# Document section:
Henry Hamilton Beamish

Henry Hamilton Beamish (2 June 1873 – 27 March 1948) was a leading British antisemite and the founder of The Britons.

The son of Rear-Admiral Henry Hamilton Beamish, who had served as an A.D.C. to Queen Victoria. Beamish was born in London.[1] served in the Second Boer War and settled in South Africa afterwards. However he left the country having decided that the Jews held too much influence there.[2]

Returning to London in 1918, Beamish set up The Britons as a specifically antisemitic propaganda organisation and also became involved with the Silver Badge Party. He ran as an independent in a 1918 by-election in Clapham on an anti-immigrant platform, supported by right-wing MP Noel Pemberton Billing, but did not win, receiving 43% of the votes cast.[3] Along with Lieutenant-Commander E.M. Frazer, Beamish produced a poster in 1919 denouncing Commissioner of Works Sir Alfred Mond (Alfred Mond, 1st Baron Melchett) as a traitor. This poster resulted in a libel suit filed by Mond, who was successful and was awarded £5000, although Beamish left Britain without paying.[4]

Following his departure from Britain, Beamish travelled the world preaching anti-Semitism.[5] He was one of the earliest developers of the Madagascar Plan for Jewish deportation.[6] He spoke in Germany where he claimed, rather dubiously, to have taught Adolf Hitler.[7] In the early 1920s Beamish announced that "Bolshevism was Judaism."[8] He served as Vice-President of the Imperial Fascist League for a time[9] and was a member of the Nordic League.[10] In 1932 he addressed a meeting of the New Party alongside Arnold Leese on the subject of "The Blindness of British Politics under the Jew Money-Power", although he otherwise had little involvement with the initiatives of Oswald Mosley.[11]

Described by a judge in South Africa in 1934 as an "anti-Jewish fanatic".,[12] Beamish travelled to the United States in 1935 where he was actively working as a representative of the German government as a Nazi agent.[13] In September 1936 he visited Japan, and then spoke at a meeting of the Canadian Nationalist Party in Winnipeg in 1936.[14] before embarking on a major lecture tour of Nazi Germany as a guest of Foreign Minister Joachim von Ribbentrop. He met fellow fanatical anti-Semite Julius Streicher in Nuremberg in January 1937.[6] In the same year he spoke at several meetings in North America with Canadian fascist leader Adrien Arcand including some organized by the German American Bund.[15]

Eventually he settled in 1938 in Southern Rhodesia, where he served as an independent MP and was interned in 1940 for his pro-Nazi sentiments.[16] He remained President of The Britons until his death in Southern Rhodesia in 1948.

# What you will do:
**1)** Decide whether each statement agrees with the article on Henry Hamilton Beamish, answering yes or no and quoting the words of the article that settle it. (a) Beamish won the 1918 by-election in Clapham. (b) Beamish settled in Southern Rhodesia in 1938. (c) Mond's libel suit against Beamish succeeded.
**2)** Recast the paragraph of the article on Henry Hamilton Beamish that begins "Returning to London in 1918" as a bulleted list, keeping its main facts.
**3)** Carry on the article on Henry Hamilton Beamish from its last sentence.

# Listing:
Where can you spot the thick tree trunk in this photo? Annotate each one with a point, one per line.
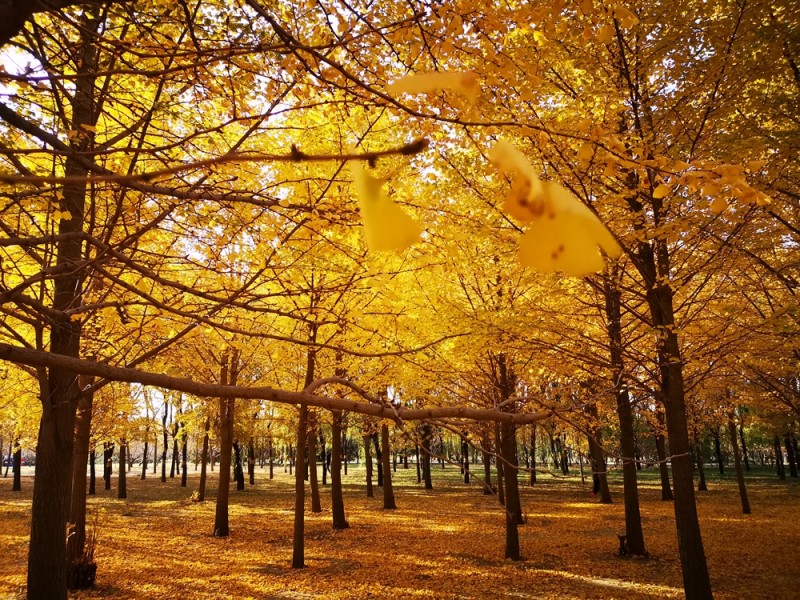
(122, 480)
(77, 514)
(426, 456)
(388, 490)
(311, 441)
(661, 451)
(737, 461)
(368, 465)
(532, 479)
(790, 457)
(698, 451)
(633, 519)
(298, 542)
(378, 458)
(251, 462)
(718, 452)
(465, 458)
(201, 488)
(337, 498)
(228, 375)
(16, 471)
(779, 459)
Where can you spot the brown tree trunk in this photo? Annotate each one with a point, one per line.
(311, 441)
(337, 498)
(122, 479)
(298, 542)
(661, 451)
(228, 375)
(201, 488)
(368, 465)
(737, 461)
(633, 519)
(388, 490)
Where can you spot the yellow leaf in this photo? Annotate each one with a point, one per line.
(563, 234)
(586, 152)
(465, 83)
(718, 204)
(386, 226)
(605, 34)
(662, 191)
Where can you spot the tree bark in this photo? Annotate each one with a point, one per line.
(388, 490)
(737, 461)
(228, 375)
(122, 480)
(337, 498)
(201, 488)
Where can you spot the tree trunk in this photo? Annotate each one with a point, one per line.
(790, 457)
(744, 447)
(465, 458)
(337, 498)
(108, 463)
(388, 491)
(77, 514)
(737, 461)
(378, 458)
(532, 479)
(298, 542)
(779, 459)
(251, 462)
(427, 433)
(311, 441)
(16, 471)
(228, 375)
(368, 465)
(122, 483)
(201, 488)
(718, 452)
(701, 485)
(633, 519)
(661, 451)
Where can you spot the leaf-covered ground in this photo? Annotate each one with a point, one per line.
(445, 543)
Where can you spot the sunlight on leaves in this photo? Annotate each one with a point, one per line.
(386, 225)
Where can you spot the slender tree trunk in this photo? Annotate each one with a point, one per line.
(633, 519)
(465, 458)
(201, 488)
(790, 457)
(251, 462)
(779, 459)
(718, 452)
(744, 447)
(92, 478)
(122, 479)
(378, 458)
(311, 441)
(388, 490)
(661, 451)
(701, 485)
(427, 433)
(501, 487)
(298, 543)
(737, 461)
(368, 465)
(16, 485)
(77, 517)
(229, 372)
(337, 498)
(532, 480)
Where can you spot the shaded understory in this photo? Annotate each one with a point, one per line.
(445, 543)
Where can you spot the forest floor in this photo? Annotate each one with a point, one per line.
(444, 543)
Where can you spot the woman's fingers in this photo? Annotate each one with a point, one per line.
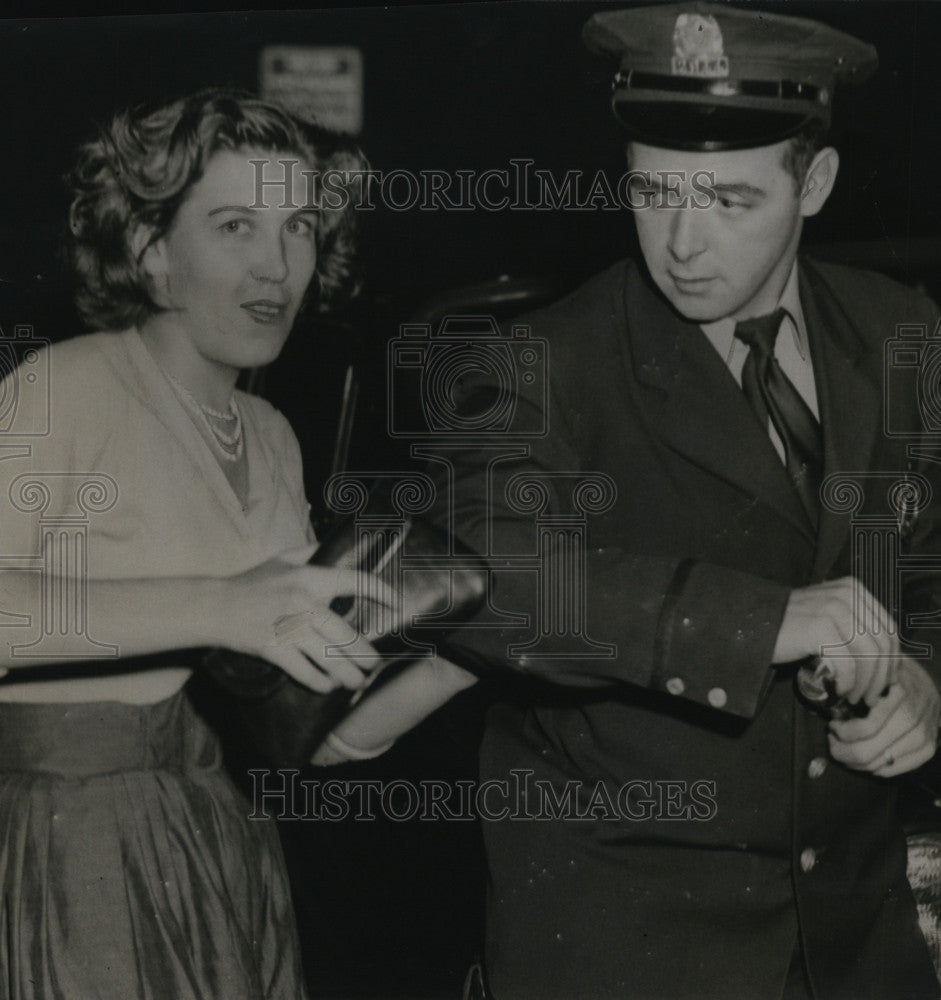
(331, 643)
(296, 665)
(331, 582)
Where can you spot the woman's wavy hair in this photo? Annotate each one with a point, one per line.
(135, 175)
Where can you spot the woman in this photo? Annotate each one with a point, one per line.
(127, 865)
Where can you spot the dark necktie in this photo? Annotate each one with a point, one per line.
(772, 394)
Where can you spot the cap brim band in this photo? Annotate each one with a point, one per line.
(681, 125)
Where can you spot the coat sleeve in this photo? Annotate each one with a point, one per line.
(696, 631)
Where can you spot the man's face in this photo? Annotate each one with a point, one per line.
(722, 229)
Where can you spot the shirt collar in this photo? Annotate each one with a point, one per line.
(721, 332)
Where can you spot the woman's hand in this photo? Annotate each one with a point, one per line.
(281, 612)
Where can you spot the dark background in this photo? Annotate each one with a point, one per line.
(394, 909)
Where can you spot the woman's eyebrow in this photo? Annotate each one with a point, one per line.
(232, 208)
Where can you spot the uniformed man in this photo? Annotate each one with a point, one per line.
(690, 824)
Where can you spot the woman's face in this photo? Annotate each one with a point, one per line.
(231, 274)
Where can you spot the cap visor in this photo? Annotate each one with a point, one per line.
(678, 125)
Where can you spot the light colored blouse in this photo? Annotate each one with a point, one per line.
(97, 442)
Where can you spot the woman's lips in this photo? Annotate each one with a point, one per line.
(265, 310)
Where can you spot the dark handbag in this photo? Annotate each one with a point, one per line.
(441, 584)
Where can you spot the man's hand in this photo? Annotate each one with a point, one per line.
(900, 732)
(842, 613)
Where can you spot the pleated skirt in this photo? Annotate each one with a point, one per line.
(128, 865)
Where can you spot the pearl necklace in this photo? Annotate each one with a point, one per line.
(231, 444)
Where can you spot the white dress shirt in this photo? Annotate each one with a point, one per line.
(791, 350)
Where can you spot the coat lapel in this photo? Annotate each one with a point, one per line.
(698, 409)
(849, 398)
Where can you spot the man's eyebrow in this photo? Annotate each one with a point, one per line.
(740, 188)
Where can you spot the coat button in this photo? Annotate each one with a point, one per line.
(816, 767)
(717, 698)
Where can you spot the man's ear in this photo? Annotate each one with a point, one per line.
(821, 176)
(152, 258)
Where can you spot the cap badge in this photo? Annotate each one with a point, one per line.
(697, 47)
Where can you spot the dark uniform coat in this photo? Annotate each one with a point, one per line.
(709, 826)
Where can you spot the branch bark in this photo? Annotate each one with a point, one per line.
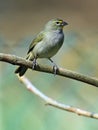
(15, 60)
(54, 103)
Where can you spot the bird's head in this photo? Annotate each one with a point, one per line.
(55, 24)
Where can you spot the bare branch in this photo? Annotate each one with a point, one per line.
(15, 60)
(51, 102)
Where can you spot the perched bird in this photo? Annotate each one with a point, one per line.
(45, 44)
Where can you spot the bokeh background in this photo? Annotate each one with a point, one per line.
(19, 21)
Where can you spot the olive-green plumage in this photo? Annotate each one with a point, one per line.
(46, 44)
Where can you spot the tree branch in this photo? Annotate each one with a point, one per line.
(51, 102)
(15, 60)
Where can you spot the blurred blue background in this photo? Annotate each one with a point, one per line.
(19, 21)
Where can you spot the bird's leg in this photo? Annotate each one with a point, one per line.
(34, 63)
(55, 67)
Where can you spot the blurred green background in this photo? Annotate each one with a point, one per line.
(19, 21)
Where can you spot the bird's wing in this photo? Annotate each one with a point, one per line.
(37, 39)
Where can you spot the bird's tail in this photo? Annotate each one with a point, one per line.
(21, 70)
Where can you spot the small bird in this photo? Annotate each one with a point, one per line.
(45, 44)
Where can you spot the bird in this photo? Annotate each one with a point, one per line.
(45, 44)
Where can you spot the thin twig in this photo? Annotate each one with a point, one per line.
(15, 60)
(54, 103)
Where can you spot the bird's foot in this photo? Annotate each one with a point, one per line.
(34, 64)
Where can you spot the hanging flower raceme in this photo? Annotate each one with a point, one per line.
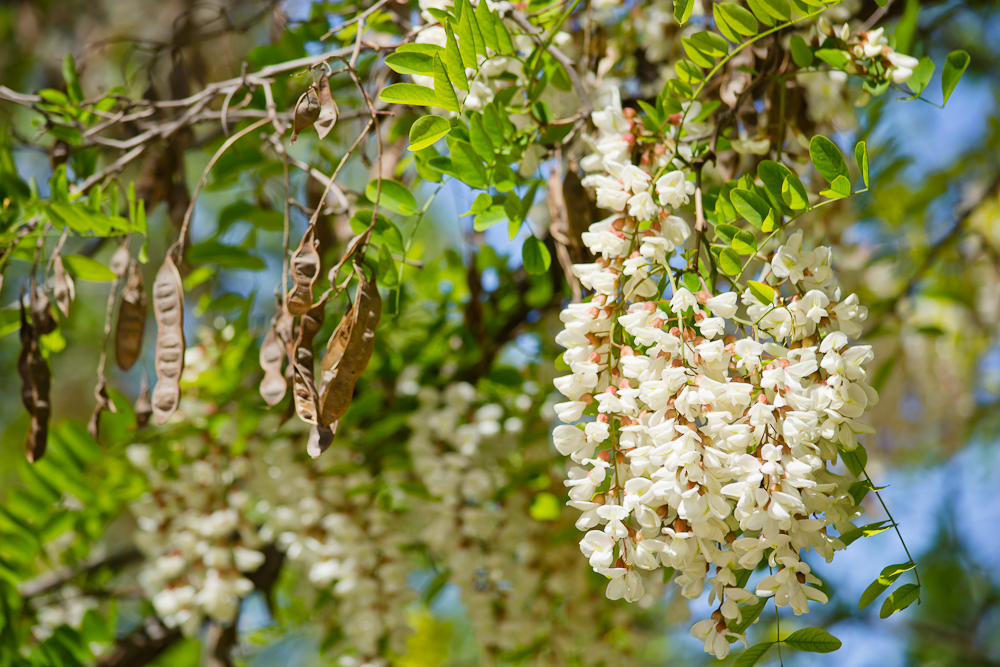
(708, 452)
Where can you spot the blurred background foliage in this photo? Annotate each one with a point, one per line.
(922, 248)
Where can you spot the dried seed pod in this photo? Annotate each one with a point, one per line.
(36, 380)
(63, 287)
(303, 379)
(328, 111)
(272, 352)
(338, 385)
(320, 437)
(306, 112)
(305, 269)
(338, 341)
(27, 335)
(131, 320)
(103, 403)
(41, 314)
(143, 406)
(168, 308)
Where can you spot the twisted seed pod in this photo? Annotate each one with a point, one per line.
(272, 352)
(338, 385)
(328, 111)
(303, 378)
(305, 269)
(63, 287)
(39, 381)
(320, 437)
(131, 320)
(168, 308)
(306, 112)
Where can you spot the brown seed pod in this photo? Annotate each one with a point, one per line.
(316, 107)
(103, 403)
(328, 111)
(168, 308)
(305, 269)
(131, 320)
(143, 407)
(272, 352)
(41, 314)
(320, 438)
(27, 335)
(303, 378)
(338, 385)
(36, 381)
(63, 287)
(306, 112)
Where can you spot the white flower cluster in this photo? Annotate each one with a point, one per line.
(196, 536)
(707, 450)
(521, 589)
(333, 531)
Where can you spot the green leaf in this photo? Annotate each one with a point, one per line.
(85, 268)
(467, 165)
(546, 506)
(954, 67)
(480, 138)
(394, 196)
(387, 273)
(487, 26)
(482, 202)
(730, 262)
(408, 62)
(726, 232)
(466, 42)
(855, 460)
(900, 599)
(427, 130)
(409, 93)
(835, 58)
(763, 293)
(688, 72)
(861, 156)
(757, 7)
(489, 217)
(73, 90)
(536, 256)
(801, 53)
(749, 614)
(710, 43)
(869, 530)
(885, 579)
(740, 20)
(231, 257)
(682, 10)
(750, 656)
(779, 9)
(794, 194)
(840, 188)
(723, 25)
(446, 98)
(453, 60)
(750, 207)
(696, 55)
(827, 159)
(745, 243)
(921, 76)
(813, 640)
(413, 47)
(503, 37)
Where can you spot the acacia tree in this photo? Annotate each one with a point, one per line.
(674, 193)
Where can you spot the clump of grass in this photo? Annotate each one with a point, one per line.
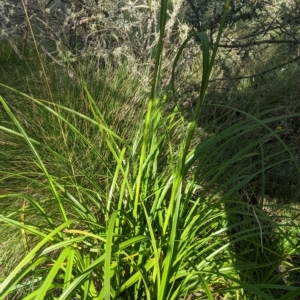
(104, 214)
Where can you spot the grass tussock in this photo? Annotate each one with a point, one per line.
(105, 195)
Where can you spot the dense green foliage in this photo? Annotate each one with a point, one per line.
(117, 185)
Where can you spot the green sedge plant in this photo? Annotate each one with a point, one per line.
(163, 220)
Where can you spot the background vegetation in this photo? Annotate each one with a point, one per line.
(149, 150)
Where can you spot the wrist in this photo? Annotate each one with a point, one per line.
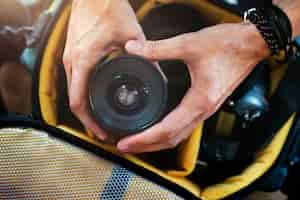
(255, 41)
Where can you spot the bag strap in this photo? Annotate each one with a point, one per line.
(283, 104)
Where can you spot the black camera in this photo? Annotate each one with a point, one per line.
(128, 93)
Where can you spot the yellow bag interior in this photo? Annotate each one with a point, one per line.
(188, 151)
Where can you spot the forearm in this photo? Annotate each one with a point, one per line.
(292, 9)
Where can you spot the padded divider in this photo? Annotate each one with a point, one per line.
(188, 150)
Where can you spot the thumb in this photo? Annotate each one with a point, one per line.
(168, 49)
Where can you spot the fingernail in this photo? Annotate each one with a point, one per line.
(134, 46)
(123, 148)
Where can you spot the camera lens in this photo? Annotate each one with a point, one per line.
(127, 95)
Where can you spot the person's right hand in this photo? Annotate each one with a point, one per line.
(96, 28)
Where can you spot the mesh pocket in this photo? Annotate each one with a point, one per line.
(35, 165)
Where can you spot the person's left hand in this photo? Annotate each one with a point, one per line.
(218, 59)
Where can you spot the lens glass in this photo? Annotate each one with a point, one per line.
(127, 94)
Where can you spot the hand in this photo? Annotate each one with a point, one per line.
(218, 59)
(95, 29)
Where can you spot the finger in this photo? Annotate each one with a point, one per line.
(166, 130)
(173, 48)
(179, 137)
(79, 101)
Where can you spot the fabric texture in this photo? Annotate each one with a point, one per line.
(35, 165)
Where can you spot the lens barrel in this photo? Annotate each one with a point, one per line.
(129, 94)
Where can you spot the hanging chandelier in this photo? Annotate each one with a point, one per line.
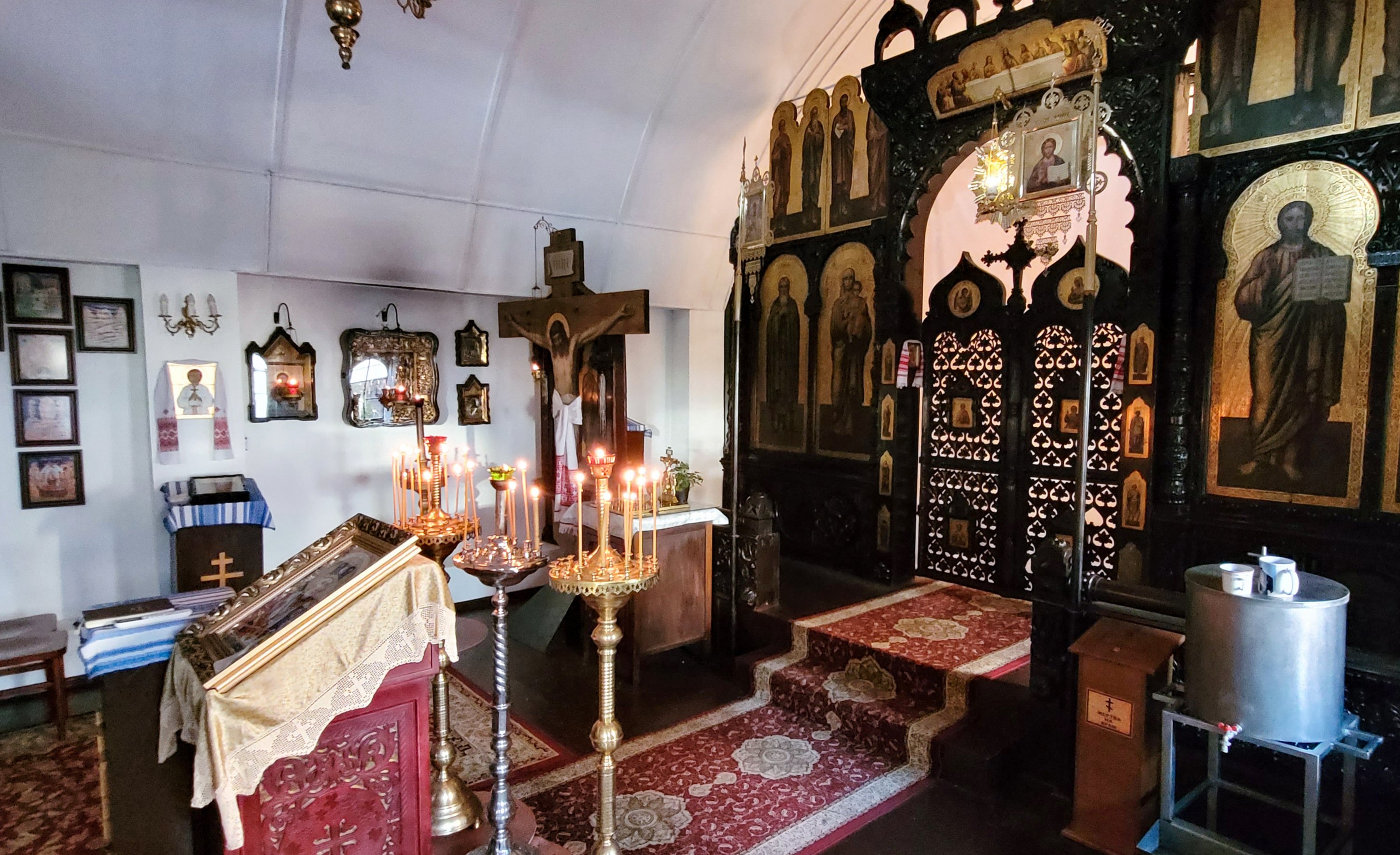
(345, 14)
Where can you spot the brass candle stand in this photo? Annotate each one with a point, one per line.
(605, 581)
(502, 560)
(455, 808)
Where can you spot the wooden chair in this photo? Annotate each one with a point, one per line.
(30, 644)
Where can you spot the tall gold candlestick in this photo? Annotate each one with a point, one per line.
(605, 581)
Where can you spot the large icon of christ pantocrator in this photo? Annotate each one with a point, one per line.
(1295, 349)
(1294, 313)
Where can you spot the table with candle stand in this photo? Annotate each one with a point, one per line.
(675, 612)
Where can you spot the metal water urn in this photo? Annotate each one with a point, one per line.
(1270, 655)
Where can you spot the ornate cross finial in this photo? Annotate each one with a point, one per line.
(1017, 257)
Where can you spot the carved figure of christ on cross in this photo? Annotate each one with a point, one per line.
(563, 327)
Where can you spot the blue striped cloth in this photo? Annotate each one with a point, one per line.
(180, 514)
(112, 648)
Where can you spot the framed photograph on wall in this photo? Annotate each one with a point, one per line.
(37, 296)
(44, 417)
(41, 357)
(195, 387)
(1052, 159)
(105, 324)
(51, 479)
(282, 608)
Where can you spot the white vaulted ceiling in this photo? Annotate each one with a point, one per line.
(224, 135)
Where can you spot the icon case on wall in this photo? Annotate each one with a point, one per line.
(55, 487)
(34, 430)
(44, 297)
(285, 385)
(474, 346)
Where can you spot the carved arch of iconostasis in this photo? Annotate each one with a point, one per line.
(826, 487)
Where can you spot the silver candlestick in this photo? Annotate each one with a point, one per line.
(502, 560)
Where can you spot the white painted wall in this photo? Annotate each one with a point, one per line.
(112, 548)
(313, 473)
(223, 346)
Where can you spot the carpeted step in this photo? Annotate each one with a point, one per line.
(856, 703)
(873, 671)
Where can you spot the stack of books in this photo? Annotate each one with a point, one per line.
(136, 633)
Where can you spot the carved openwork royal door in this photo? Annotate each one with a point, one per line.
(965, 468)
(1001, 423)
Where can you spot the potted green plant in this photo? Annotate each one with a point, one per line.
(685, 479)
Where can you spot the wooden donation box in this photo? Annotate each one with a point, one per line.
(216, 539)
(677, 609)
(308, 699)
(1118, 744)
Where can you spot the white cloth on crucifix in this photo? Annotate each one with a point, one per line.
(566, 447)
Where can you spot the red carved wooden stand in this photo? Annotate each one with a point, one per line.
(363, 791)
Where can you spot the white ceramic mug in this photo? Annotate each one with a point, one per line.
(1238, 580)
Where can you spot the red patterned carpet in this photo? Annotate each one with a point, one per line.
(836, 732)
(49, 791)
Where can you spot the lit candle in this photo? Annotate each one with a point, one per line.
(539, 541)
(521, 465)
(626, 513)
(626, 527)
(579, 508)
(510, 510)
(656, 506)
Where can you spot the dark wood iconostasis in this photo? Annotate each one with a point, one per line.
(1221, 423)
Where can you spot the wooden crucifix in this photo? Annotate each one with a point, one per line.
(579, 339)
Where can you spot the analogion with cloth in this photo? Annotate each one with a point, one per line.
(357, 669)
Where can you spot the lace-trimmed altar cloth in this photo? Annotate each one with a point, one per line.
(283, 709)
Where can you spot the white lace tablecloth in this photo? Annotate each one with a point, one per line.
(282, 710)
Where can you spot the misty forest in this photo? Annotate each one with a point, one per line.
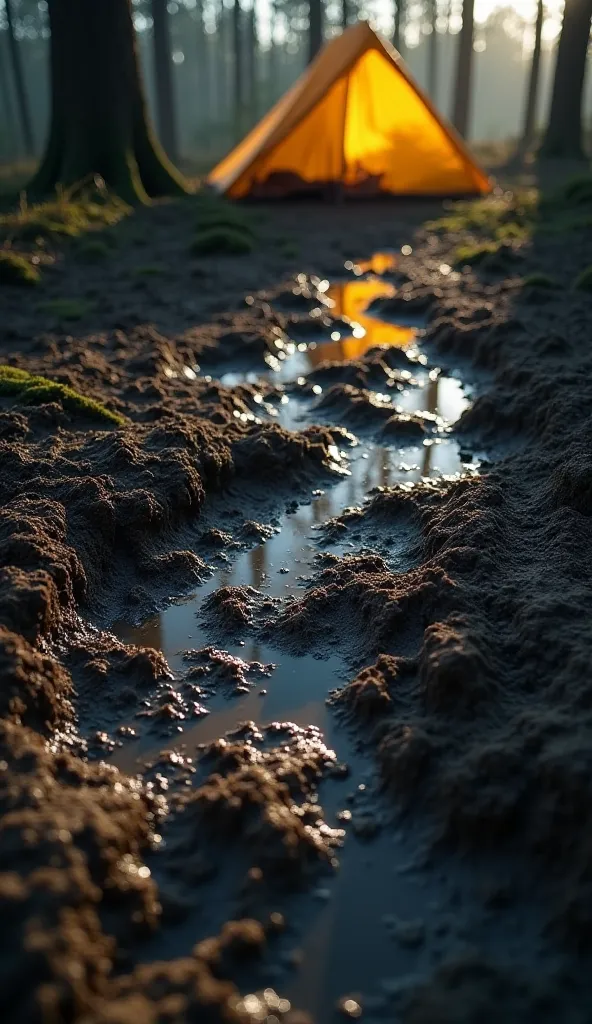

# Written answers:
**1)**
(a) No: "but did not win, receiving 43% of the votes cast."
(b) Yes: "Eventually he settled in 1938 in Southern Rhodesia"
(c) Yes: "who was successful and was awarded £5000"

**2)**
- Back in London in 1918, Beamish founded The Britons as an antisemitic propaganda organisation and became involved with the Silver Badge Party.
- He stood as an independent in a 1918 Clapham by-election on an anti-immigrant platform, backed by MP Noel Pemberton Billing, and lost with 43% of the vote.
- In 1919 he and Lieutenant-Commander E.M. Frazer produced a poster calling Commissioner of Works Sir Alfred Mond a traitor.
- Mond won the resulting libel suit and was awarded £5000, but Beamish left Britain without paying.

**3)**
References

  1. Toczek 2016, p. 2.
  2. Richard Griffiths, Fellow Travellers on the Right, Oxford University Press, 1983, p. 61
  3. The Times, 22 June 1918
  4. Philip Hoare, Oscar Wilde's Last Stand, Arcade Publishing (1998), p. 212
  5. Toczek 2016, p. 46.
  6. 1 2 Toczek 2016, p. 44.
  7. Griffiths, Fellow Travellers on the Right, p. 98
  8. James Webb (1976): Occult Establishment: The Dawn of the New Age and The Occult Establishment, (Open Court Publishing), p. 130, ISBN 0-87548-434-4
  9. R. Thurlow, Fascism in Britain: A History, 1918-1985, Oxford: Basil Blackwell, 1987, p. 70
  10. Richard Thurlow, Fascism in Britain: A History, 1918-1985, Basil Blackwell, 1987, p. 80
  11. Robert Skidelsky, Oswald Mosley, Macmillan, 1981, p. 291
  12. Toczek 2016, p. 38.
  13. Toczek 2016, p. 39.
  14. Toczek 2016, p. 43.
  15. Toczek 2016, p. 52.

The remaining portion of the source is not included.